_INSTRUCTIONS TO FOLLOW:_ Find every line in the material below that contains the word "road", and copy each of those lines.

_STORED RECORDS:_
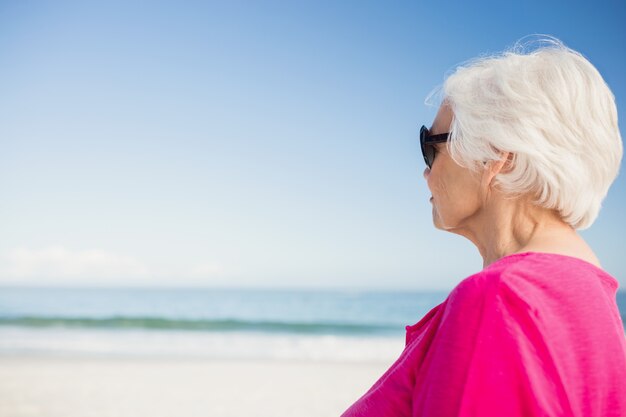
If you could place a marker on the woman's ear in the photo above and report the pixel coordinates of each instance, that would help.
(493, 168)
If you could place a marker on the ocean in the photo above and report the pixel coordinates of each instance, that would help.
(214, 323)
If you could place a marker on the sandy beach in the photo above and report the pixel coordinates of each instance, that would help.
(92, 386)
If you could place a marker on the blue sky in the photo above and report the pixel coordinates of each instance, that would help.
(250, 144)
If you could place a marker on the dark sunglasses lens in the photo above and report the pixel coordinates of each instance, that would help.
(429, 155)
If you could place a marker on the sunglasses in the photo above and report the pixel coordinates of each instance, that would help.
(427, 141)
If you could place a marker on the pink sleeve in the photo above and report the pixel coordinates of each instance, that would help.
(488, 358)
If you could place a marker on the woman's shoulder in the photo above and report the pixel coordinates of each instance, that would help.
(533, 272)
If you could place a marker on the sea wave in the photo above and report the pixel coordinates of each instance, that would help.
(209, 325)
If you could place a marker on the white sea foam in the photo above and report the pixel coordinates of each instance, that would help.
(217, 345)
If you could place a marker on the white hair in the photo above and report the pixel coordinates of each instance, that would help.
(549, 107)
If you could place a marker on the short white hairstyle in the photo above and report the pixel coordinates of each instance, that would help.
(550, 107)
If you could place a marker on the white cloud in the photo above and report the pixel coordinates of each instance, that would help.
(207, 270)
(57, 263)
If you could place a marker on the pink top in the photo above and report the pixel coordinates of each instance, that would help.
(533, 334)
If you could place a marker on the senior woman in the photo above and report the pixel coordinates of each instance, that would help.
(520, 155)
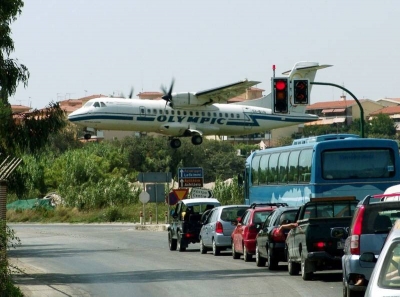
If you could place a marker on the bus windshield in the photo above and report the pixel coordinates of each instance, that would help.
(357, 163)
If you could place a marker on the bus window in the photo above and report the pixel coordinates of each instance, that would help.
(305, 166)
(273, 169)
(358, 164)
(255, 165)
(283, 158)
(293, 167)
(264, 169)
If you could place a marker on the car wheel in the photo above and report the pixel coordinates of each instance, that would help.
(203, 249)
(246, 256)
(260, 261)
(171, 242)
(216, 249)
(181, 248)
(272, 262)
(304, 265)
(234, 254)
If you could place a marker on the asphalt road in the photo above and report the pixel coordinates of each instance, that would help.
(118, 260)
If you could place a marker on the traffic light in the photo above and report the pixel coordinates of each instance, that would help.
(280, 87)
(300, 91)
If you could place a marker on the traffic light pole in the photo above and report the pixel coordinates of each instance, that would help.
(358, 103)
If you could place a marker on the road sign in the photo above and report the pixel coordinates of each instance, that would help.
(200, 193)
(190, 182)
(144, 197)
(180, 193)
(190, 177)
(190, 172)
(154, 177)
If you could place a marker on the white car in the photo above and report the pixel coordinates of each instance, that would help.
(385, 278)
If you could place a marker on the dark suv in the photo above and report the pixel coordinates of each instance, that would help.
(270, 241)
(185, 226)
(373, 218)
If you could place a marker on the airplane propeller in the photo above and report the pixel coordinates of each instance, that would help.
(168, 95)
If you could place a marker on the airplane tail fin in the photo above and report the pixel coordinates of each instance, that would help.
(301, 70)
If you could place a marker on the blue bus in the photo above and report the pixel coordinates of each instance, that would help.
(333, 165)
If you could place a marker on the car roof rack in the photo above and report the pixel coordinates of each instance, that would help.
(279, 204)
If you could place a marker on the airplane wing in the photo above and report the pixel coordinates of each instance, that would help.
(224, 93)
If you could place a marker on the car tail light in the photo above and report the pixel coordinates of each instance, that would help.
(219, 228)
(356, 232)
(319, 245)
(190, 235)
(278, 235)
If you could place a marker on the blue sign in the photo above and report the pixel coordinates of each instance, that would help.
(190, 172)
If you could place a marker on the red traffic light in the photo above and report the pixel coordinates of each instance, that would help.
(280, 85)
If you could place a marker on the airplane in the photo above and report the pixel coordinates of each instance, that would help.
(197, 114)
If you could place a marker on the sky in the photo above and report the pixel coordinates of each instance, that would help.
(78, 48)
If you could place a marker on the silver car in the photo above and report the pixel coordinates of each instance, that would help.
(385, 278)
(215, 234)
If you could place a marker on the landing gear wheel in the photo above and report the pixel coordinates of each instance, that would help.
(203, 249)
(181, 248)
(272, 263)
(171, 242)
(175, 143)
(260, 261)
(234, 254)
(197, 139)
(216, 250)
(246, 256)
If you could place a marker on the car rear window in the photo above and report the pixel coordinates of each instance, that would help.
(231, 214)
(379, 218)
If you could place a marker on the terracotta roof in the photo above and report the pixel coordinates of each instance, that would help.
(333, 104)
(387, 110)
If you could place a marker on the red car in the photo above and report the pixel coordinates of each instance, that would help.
(244, 235)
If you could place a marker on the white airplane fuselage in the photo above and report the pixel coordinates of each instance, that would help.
(155, 116)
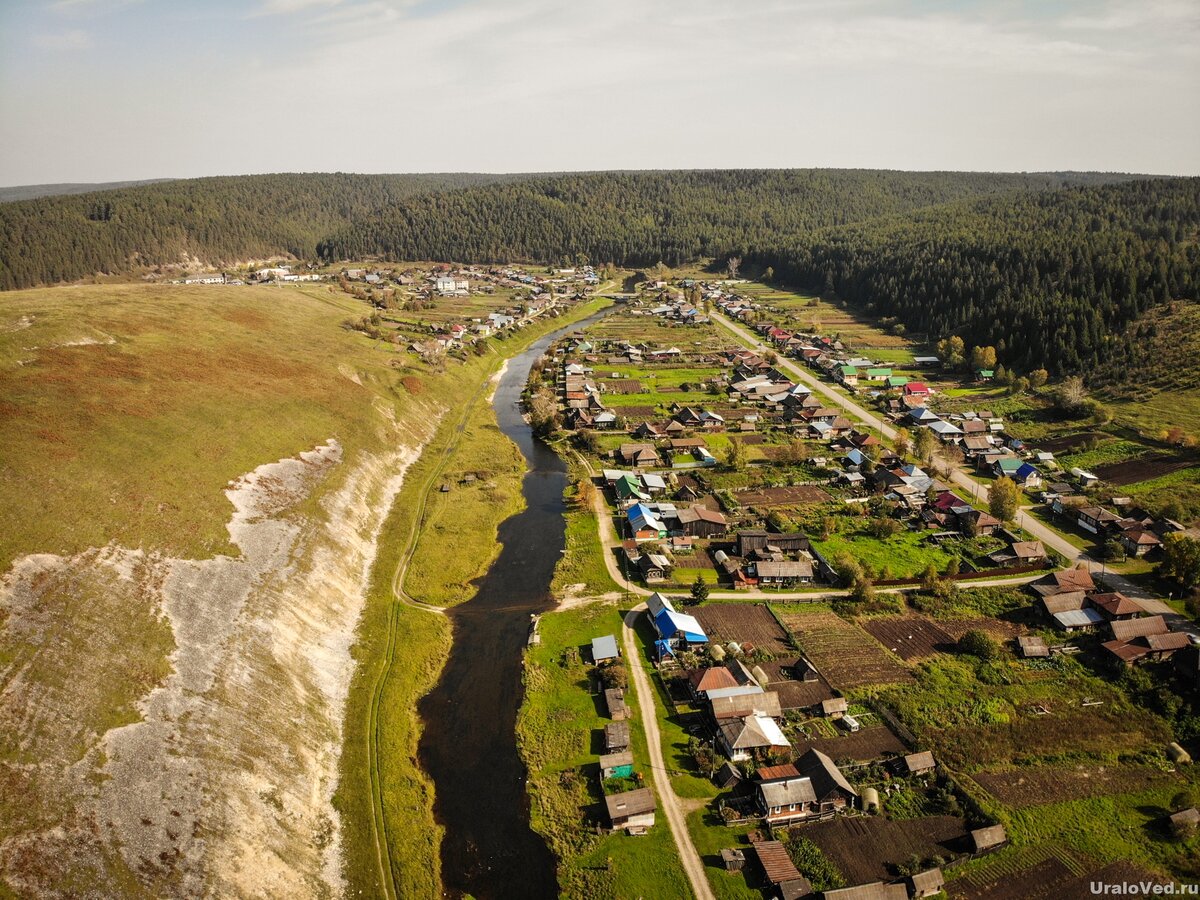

_ANSWER TO THIS EXERCISE:_
If you could place a marker on the asphalt road in the photo above and report the pixel coordinates of each instance, that would help.
If you could place a marker on the road sign in the photo above and report the pixel coordinates of each instance, that would help.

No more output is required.